From the Terra Nova Nurseries profile, copy out the passage starting with "Founded: 1992 by" and going on through "and licensing efforts.", substituting "twenty-five-year" for "25-year".

__Excerpt provided__

******************************

Founded: 1992 by Ken and Jody Brown, Dan Heims and Lynne Bartenstein
About: Breeder, grower and intellectual property manager of perennial and annual plant introductions.
Key Employees: Lab Manager Harini Korlipara, Lead Traditional Breeder Janet Egger, Director of New Products Development Chuck Pavlich, Sales Manager Larry Finley
Employees: 110 full-time
Contact: 10051 S. Macksburg Road, Canby, Oregon 97013
Trade shows: Farwest Show, Cultivate’18, California Spring Trials, and others
Listings on NurseryGuide.com
Some companies are very aptly named, but few more so than Terra Nova Nurseries Inc. The Oregon-based tissue culture propagator and grower of annuals and perennials has been breaking terra nova — that is, new ground — throughout its 25-year history with its innovative breeding, marketing, propagation and licensing efforts.
The nursery’s greatest claim to fame may have been earned for popularizing new Heuchera varieties that emphasized foliage, not flowers.

******************************

__Recorded information__
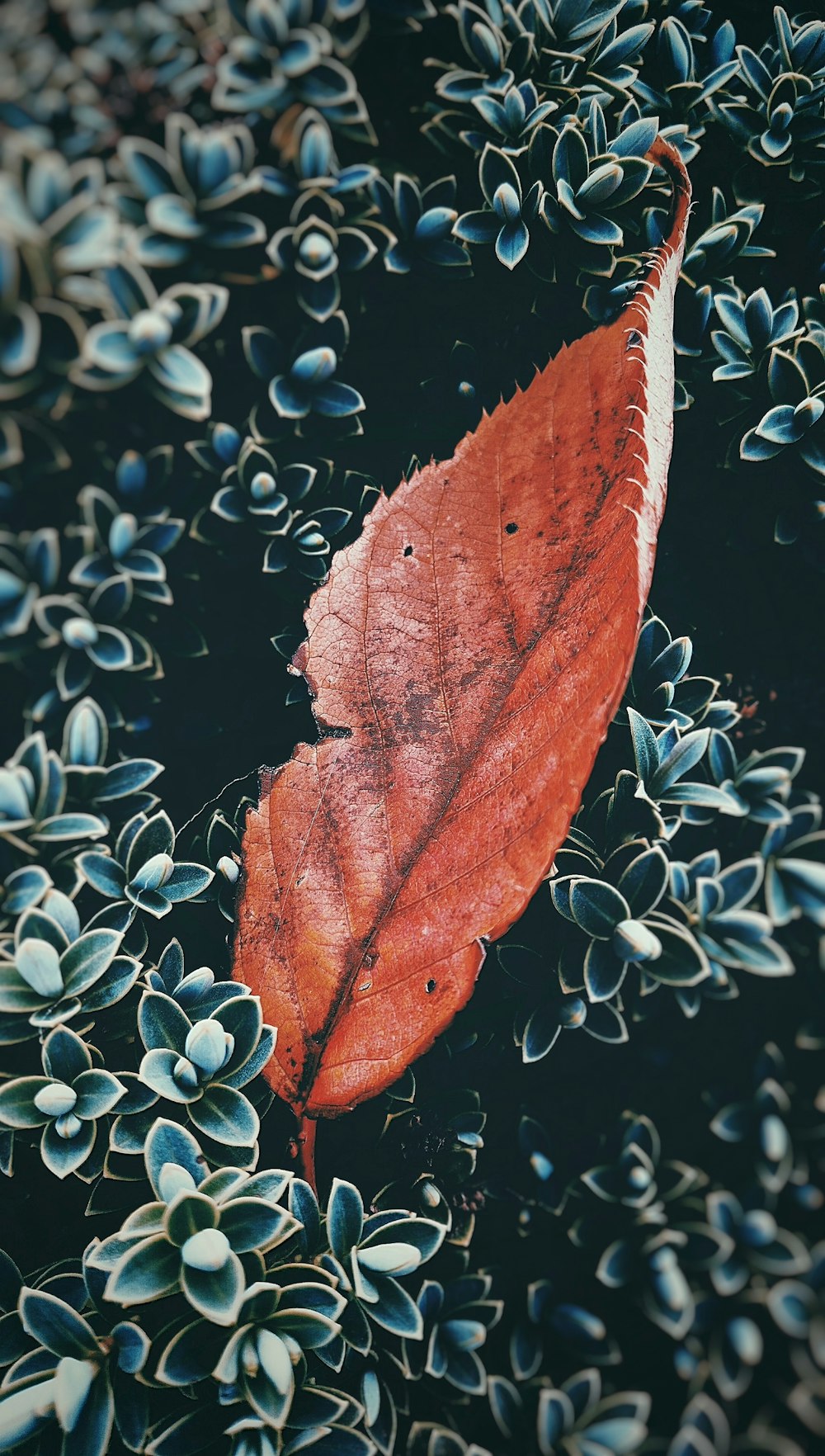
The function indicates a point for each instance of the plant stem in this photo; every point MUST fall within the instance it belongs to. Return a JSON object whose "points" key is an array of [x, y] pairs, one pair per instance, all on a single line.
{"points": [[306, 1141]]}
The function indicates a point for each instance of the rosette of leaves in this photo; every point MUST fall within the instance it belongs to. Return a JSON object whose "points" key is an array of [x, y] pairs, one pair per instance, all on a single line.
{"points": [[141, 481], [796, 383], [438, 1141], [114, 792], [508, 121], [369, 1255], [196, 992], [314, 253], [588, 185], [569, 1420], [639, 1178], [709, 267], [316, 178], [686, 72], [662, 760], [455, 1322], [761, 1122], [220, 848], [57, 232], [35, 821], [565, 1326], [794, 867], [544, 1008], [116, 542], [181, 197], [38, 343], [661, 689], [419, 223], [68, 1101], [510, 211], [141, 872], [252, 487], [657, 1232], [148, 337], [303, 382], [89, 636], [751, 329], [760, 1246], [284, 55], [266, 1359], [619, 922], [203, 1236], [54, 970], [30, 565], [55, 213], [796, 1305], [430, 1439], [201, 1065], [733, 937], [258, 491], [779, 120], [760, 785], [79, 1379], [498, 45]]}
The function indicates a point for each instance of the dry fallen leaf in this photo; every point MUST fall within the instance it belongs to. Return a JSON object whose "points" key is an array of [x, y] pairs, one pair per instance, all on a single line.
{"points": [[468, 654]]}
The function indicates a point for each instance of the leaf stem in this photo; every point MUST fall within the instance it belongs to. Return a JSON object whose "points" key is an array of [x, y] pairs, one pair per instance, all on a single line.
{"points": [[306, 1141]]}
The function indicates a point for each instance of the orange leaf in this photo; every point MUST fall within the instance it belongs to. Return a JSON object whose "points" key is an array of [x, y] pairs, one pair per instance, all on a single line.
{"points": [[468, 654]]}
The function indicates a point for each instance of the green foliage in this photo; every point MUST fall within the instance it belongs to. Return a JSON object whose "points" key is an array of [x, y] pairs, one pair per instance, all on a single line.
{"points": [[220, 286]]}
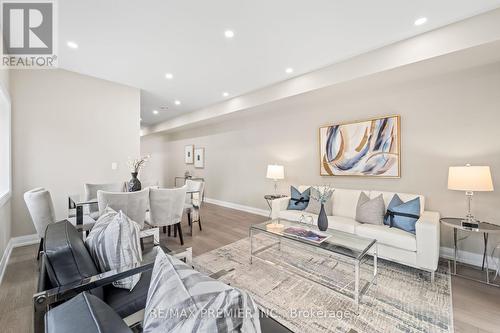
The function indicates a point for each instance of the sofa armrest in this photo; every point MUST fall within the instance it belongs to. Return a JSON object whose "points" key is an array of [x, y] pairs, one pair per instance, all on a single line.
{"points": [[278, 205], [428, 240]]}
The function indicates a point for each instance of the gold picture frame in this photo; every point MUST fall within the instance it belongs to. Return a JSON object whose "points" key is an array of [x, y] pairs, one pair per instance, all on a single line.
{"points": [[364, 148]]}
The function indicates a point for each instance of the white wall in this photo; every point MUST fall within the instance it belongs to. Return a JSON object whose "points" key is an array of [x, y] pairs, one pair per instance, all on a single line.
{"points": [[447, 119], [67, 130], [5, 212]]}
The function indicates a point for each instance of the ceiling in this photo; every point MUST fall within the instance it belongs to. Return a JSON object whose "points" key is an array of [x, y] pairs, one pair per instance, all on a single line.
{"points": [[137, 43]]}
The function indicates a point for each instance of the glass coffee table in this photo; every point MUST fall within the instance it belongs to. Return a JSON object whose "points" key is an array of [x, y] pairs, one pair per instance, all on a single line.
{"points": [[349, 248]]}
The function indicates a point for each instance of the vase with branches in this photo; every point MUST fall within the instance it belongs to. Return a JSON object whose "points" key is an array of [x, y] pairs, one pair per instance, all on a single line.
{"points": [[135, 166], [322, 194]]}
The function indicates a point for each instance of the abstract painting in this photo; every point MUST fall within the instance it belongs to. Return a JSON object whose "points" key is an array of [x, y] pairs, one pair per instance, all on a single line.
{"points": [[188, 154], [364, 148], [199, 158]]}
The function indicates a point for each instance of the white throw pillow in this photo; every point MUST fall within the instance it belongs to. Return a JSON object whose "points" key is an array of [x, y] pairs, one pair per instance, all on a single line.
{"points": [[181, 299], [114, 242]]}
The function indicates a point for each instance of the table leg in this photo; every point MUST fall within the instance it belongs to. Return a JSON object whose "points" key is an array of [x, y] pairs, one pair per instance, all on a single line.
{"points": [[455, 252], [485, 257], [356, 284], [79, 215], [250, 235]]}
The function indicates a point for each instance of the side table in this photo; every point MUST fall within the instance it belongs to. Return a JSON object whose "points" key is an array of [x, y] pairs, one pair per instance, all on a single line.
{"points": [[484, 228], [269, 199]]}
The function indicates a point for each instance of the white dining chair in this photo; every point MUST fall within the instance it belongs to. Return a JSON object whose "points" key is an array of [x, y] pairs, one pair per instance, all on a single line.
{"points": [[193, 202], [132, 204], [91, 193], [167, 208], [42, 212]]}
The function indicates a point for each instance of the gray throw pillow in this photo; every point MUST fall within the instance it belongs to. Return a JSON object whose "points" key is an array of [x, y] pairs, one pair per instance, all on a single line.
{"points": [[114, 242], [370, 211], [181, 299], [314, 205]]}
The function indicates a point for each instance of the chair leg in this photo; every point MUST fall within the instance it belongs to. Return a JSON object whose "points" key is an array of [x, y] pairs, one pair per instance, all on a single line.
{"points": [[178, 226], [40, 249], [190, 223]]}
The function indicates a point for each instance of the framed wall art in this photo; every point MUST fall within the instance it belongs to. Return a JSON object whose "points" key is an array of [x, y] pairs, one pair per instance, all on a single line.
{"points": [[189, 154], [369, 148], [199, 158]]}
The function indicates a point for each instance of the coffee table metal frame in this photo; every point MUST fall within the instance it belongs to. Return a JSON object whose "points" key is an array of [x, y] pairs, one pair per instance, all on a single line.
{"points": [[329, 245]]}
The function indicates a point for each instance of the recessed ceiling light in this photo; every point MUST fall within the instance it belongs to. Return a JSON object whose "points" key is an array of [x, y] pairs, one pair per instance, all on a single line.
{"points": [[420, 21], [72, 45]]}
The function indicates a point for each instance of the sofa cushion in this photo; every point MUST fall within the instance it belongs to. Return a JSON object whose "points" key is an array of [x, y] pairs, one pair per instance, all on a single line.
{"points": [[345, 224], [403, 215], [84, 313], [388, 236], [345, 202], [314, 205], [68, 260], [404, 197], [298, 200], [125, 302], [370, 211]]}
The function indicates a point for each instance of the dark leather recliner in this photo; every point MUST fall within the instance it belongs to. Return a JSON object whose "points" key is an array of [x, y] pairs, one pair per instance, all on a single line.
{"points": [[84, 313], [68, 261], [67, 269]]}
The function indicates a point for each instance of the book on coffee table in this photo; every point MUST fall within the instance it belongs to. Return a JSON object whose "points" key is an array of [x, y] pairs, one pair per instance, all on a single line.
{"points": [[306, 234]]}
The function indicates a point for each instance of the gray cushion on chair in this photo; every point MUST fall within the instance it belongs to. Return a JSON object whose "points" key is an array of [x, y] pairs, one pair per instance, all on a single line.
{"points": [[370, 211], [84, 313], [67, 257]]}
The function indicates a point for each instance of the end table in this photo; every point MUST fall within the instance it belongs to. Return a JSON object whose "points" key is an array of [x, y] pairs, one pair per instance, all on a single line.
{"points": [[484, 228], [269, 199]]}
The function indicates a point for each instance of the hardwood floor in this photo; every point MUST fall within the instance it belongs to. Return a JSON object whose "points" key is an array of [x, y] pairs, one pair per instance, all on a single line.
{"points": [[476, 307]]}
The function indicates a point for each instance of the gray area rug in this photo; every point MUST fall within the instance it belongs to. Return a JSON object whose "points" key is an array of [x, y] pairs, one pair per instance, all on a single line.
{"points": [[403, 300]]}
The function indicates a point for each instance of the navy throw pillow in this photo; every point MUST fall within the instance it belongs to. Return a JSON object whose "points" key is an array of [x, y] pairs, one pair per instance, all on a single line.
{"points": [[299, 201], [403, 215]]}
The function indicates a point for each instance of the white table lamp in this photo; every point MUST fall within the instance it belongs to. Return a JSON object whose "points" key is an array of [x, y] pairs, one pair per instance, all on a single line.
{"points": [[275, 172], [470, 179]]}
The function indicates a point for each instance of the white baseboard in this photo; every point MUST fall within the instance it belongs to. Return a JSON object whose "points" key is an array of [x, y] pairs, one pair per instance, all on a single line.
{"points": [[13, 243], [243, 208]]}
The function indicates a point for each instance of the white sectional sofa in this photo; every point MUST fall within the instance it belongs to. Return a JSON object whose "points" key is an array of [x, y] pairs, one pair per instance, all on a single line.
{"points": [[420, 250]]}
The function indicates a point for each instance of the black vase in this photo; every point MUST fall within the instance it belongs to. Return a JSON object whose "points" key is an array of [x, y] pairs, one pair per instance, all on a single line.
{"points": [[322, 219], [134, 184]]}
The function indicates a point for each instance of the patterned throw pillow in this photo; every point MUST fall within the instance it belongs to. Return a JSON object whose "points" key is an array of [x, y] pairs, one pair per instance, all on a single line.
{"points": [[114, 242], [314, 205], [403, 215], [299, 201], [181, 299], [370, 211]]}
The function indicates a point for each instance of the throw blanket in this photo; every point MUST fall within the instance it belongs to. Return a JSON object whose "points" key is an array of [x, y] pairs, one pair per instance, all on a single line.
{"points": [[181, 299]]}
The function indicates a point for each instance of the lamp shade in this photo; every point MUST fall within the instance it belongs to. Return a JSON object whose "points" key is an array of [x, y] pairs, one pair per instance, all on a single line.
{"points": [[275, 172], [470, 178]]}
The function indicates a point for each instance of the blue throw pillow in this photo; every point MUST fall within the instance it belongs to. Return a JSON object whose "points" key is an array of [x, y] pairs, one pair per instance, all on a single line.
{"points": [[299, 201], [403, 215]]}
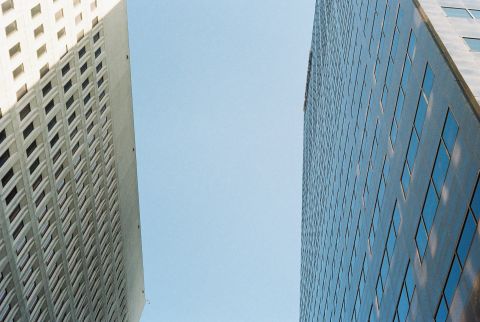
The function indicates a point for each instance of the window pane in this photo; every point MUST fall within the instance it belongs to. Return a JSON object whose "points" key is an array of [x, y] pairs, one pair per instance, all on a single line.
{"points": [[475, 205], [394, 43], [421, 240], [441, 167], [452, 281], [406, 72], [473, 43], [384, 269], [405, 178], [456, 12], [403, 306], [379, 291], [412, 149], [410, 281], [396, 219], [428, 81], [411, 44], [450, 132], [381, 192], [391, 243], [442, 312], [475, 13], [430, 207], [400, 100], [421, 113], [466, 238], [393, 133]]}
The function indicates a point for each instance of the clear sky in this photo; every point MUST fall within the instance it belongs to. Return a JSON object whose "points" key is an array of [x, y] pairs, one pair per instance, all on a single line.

******************************

__The result__
Founded: 1992 by Ken and Jody Brown, Dan Heims and Lynne Bartenstein
About: Breeder, grower and intellectual property manager of perennial and annual plant introductions.
Key Employees: Lab Manager Harini Korlipara, Lead Traditional Breeder Janet Egger, Director of New Products Development Chuck Pavlich, Sales Manager Larry Finley
Employees: 110 full-time
Contact: 10051 S. Macksburg Road, Canby, Oregon 97013
Trade shows: Farwest Show, Cultivate’18, California Spring Trials, and others
Listings on NurseryGuide.com
Some companies are very aptly named, but few more so than Terra Nova Nurseries Inc. The Oregon-based tissue culture propagator and grower of annuals and perennials has been breaking terra nova — that is, new ground — throughout its twenty-five-year history with its innovative breeding, marketing, propagation and licensing efforts.